__Required action__
Find the string "tinted" in the records and copy each line where it occurs.

Data excerpts
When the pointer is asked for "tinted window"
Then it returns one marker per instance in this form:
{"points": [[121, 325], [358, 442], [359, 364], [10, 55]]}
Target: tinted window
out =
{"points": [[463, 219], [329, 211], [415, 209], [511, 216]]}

__Final answer__
When the pointer is asked for "tinted window"
Target: tinted window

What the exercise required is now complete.